#### EXCERPT PROVIDED:
-*-*-
The National Judicial Council, NJC has described the report of survey conducted by National Bureau of Statistics, NBS as speculative which does not have any empirical facts in it.Like the police, the National Judicial Council, NJC has refused to accept the result of a survey that shows that the judiciary is the second most corrupt institution in Nigeria.
The survey released last week was conducted by the National Bureau of Statistics, NBS, with the support of the United Nations Office on Drugs and Crimes, UNODC places Nigerian Judiciary (judges and lawyers) next to Nigeria Police as a most corrupt institution in the country.
In a statement by the NJC, led by the Chief Justice of Nigeria, Walter Onnoghen, and made available to newsmen by its director of information, Soji Oye said even though there are bad eggs in the system but the said report is objectively defective.
The statement read; “The attention of the Nigerian Judiciary has been drawn to the Report of the United Nations Office on Drugs and Crimes (UNODC) in conjunction with the National Bureau of Statistics (NBS) titled “Corruption in Nigeria; Bribery: public experience and response – 2017”, alleging that the Judiciary is the second highest receiver of bribes in the Country.
“The Judiciary finds the conclusion of the organisations not only subjective but speculative.
“There is no denial of the fact that there are few bad eggs in the Judiciary, like in every other arm of Government; at the same time, there are many honest and hardworking Judicial Officers and Magistrates making the Judiciary and the country proud.
“The question that should agitate the minds of the people is the criteria used by the UNODC and the NBS to measure the level of bribe taking in the Judiciary to grade it as the second largest receiver of bribe. For instance, what is the percentage of Judges caught receiving bribe out of a total number of One Thousand and Fifty-Nine Judges in both the Federal and State Judiciaries?
“What is the percentage of Magistrates caught taking bribe from an estimated total number of Four Thousand (4,000) in the country? the NJC queried.
-*-*-
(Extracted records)
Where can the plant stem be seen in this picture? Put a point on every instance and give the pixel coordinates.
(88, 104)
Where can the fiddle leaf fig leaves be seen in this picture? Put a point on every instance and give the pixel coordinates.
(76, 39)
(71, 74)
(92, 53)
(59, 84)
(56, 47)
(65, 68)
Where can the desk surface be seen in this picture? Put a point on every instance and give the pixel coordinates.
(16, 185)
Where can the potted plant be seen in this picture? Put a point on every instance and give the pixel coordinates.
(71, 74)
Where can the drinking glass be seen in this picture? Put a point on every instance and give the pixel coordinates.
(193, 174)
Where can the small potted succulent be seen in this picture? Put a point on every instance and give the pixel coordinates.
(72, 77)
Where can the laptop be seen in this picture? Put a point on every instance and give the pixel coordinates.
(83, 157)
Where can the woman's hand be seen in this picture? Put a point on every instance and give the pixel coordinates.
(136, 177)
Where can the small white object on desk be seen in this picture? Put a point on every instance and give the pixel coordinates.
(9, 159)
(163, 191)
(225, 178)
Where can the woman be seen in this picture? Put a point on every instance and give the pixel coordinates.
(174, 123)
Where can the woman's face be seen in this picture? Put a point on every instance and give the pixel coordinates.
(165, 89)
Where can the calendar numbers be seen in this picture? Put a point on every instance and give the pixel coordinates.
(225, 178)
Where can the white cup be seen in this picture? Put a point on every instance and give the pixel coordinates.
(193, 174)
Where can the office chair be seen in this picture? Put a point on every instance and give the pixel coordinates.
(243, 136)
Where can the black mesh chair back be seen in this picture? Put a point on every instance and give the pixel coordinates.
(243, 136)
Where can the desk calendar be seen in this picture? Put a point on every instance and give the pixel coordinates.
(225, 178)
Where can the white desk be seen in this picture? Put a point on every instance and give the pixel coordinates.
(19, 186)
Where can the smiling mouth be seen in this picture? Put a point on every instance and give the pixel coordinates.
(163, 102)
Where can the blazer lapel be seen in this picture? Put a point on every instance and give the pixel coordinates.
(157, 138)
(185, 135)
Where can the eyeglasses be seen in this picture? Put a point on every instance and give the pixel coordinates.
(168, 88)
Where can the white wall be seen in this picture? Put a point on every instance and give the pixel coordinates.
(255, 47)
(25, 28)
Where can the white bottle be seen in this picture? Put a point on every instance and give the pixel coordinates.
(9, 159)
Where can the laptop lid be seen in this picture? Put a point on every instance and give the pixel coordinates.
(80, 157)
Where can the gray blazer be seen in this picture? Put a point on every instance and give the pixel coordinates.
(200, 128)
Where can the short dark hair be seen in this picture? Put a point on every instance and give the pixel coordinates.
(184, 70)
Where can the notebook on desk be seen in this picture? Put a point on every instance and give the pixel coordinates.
-*-*-
Reproduce the full text on the National Judicial Council's response to the corruption survey, word for word.

#### ANSWER FOR THIS EXERCISE:
The National Judicial Council, NJC has described the report of survey conducted by National Bureau of Statistics, NBS as speculative which does not have any empirical facts in it.Like the police, the National Judicial Council, NJC has refused to accept the result of a survey that shows that the judiciary is the second most corrupt institution in Nigeria.
The survey released last week was conducted by the National Bureau of Statistics, NBS, with the support of the United Nations Office on Drugs and Crimes, UNODC places Nigerian Judiciary (judges and lawyers) next to Nigeria Police as a most corrupt institution in the country.
In a statement by the NJC, led by the Chief Justice of Nigeria, Walter Onnoghen, and made available to newsmen by its director of information, Soji Oye said even though there are bad eggs in the system but the said report is objectively defective.
The statement read; “The attention of the Nigerian Judiciary has been drawn to the Report of the United Nations Office on Drugs and Crimes (UNODC) in conjunction with the National Bureau of Statistics (NBS) titled “Corruption in Nigeria; Bribery: public experience and response – 2017”, alleging that the Judiciary is the second highest receiver of bribes in the Country.
“The Judiciary finds the conclusion of the organisations not only subjective but speculative.
“There is no denial of the fact that there are few bad eggs in the Judiciary, like in every other arm of Government; at the same time, there are many honest and hardworking Judicial Officers and Magistrates making the Judiciary and the country proud.
“The question that should agitate the minds of the people is the criteria used by the UNODC and the NBS to measure the level of bribe taking in the Judiciary to grade it as the second largest receiver of bribe. For instance, what is the percentage of Judges caught receiving bribe out of a total number of One Thousand and Fifty-Nine Judges in both the Federal and State Judiciaries?
“What is the percentage of Magistrates caught taking bribe from an estimated total number of Four Thousand (4,000) in the country? the NJC queried.